## Written problem
Copy out the items word for word, from the line containing "find horse's neck" through the last line of the items, including both ends, and omit the pictures.

## Task inputs
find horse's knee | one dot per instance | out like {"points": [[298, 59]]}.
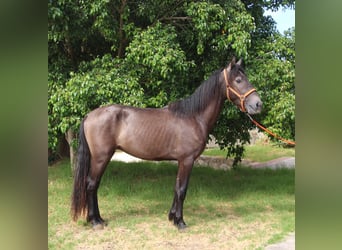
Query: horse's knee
{"points": [[91, 185]]}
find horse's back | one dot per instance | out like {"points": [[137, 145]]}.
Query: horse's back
{"points": [[147, 133]]}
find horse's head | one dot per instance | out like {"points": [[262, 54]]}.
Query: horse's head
{"points": [[239, 90]]}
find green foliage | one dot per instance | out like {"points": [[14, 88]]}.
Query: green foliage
{"points": [[160, 63], [274, 75], [99, 82], [148, 53]]}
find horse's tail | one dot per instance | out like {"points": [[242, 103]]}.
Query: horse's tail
{"points": [[79, 195]]}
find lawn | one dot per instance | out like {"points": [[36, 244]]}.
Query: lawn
{"points": [[258, 153], [237, 209]]}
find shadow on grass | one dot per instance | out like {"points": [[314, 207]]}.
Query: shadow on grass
{"points": [[146, 189]]}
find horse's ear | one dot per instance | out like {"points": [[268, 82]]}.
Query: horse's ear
{"points": [[231, 64], [239, 62]]}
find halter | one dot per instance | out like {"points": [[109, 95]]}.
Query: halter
{"points": [[241, 97]]}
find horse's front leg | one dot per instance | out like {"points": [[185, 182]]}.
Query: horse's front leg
{"points": [[182, 181]]}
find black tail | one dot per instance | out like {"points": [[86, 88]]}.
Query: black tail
{"points": [[79, 195]]}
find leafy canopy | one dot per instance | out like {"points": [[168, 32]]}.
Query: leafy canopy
{"points": [[149, 53]]}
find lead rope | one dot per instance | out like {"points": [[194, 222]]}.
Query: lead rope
{"points": [[292, 143]]}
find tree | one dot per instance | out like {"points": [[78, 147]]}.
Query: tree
{"points": [[148, 53]]}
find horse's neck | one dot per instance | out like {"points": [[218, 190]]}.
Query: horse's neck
{"points": [[209, 115]]}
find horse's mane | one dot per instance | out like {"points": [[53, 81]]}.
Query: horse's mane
{"points": [[199, 100]]}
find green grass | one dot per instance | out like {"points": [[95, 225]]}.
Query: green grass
{"points": [[259, 153], [241, 209]]}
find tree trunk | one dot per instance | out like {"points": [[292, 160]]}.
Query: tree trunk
{"points": [[70, 136]]}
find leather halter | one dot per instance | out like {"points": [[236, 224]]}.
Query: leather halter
{"points": [[241, 97]]}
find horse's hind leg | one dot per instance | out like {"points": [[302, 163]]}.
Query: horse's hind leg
{"points": [[98, 166]]}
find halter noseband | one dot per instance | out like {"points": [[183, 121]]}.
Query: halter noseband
{"points": [[241, 97]]}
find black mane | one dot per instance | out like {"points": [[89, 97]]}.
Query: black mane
{"points": [[199, 100]]}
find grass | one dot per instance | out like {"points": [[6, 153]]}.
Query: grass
{"points": [[241, 209], [258, 153]]}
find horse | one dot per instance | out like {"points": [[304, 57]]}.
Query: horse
{"points": [[178, 131]]}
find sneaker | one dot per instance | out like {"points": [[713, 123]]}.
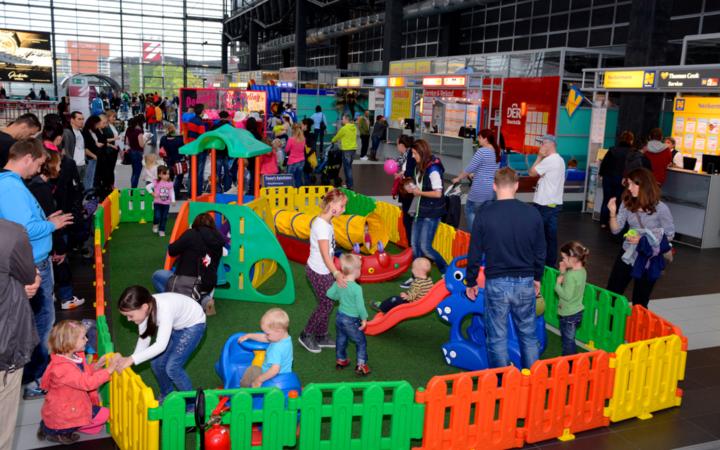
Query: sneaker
{"points": [[406, 284], [72, 303], [308, 341], [362, 370], [326, 341], [65, 439], [33, 393], [341, 363]]}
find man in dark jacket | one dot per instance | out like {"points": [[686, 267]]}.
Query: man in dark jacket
{"points": [[18, 282]]}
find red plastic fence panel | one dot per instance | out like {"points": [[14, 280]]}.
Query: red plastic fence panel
{"points": [[567, 395], [474, 410]]}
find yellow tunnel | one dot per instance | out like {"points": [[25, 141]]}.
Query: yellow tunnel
{"points": [[349, 229]]}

## Complete answer
find horse's neck | one dot per instance | out like {"points": [[218, 190]]}.
Query: horse's neck
{"points": [[209, 115]]}
find horse's mane | one dot per instance | out like {"points": [[53, 81]]}.
Query: horse's mane
{"points": [[199, 100]]}
find green grass | one dot per instance | out like {"points": [[95, 225]]}.
Query: green grass
{"points": [[259, 153], [241, 209]]}
find tree trunk | one dot per instance | out like {"points": [[292, 160]]}.
Query: tree trunk
{"points": [[70, 136]]}
find leather halter | one dot per instance | out like {"points": [[236, 224]]}.
Query: leather halter
{"points": [[241, 97]]}
find horse's hind leg | one dot per instance | out like {"points": [[302, 163]]}.
Query: horse's hind leg
{"points": [[98, 166]]}
find halter noseband | one dot per instance | out like {"points": [[183, 121]]}.
Query: halter noseband
{"points": [[241, 97]]}
find black mane | one dot per instance | out like {"points": [[89, 97]]}.
Query: black mane
{"points": [[199, 100]]}
find grass | one dot per instance | out like {"points": [[6, 153]]}.
Query: grass
{"points": [[241, 209], [258, 153]]}
find horse | one dot per instance | out like {"points": [[304, 57]]}.
Query: horse
{"points": [[178, 131]]}
find sneaker | one dot per instance | out like {"points": [[713, 123]]}.
Query: sneaker
{"points": [[406, 284], [72, 303], [308, 341], [362, 370], [326, 341], [65, 439], [33, 393], [341, 363]]}
find man in dark jacket | one dot per instance | out like {"points": [[686, 267]]}.
Query: man in dark jacket
{"points": [[18, 282]]}
find red plastic fence panel | one dot per instance | out like {"points": [[14, 280]]}.
Query: red plastic fence panel
{"points": [[567, 395], [474, 410]]}
find yellow tunnel | one dot per instance | out like {"points": [[25, 141]]}.
Query: yellow tunnel
{"points": [[349, 229]]}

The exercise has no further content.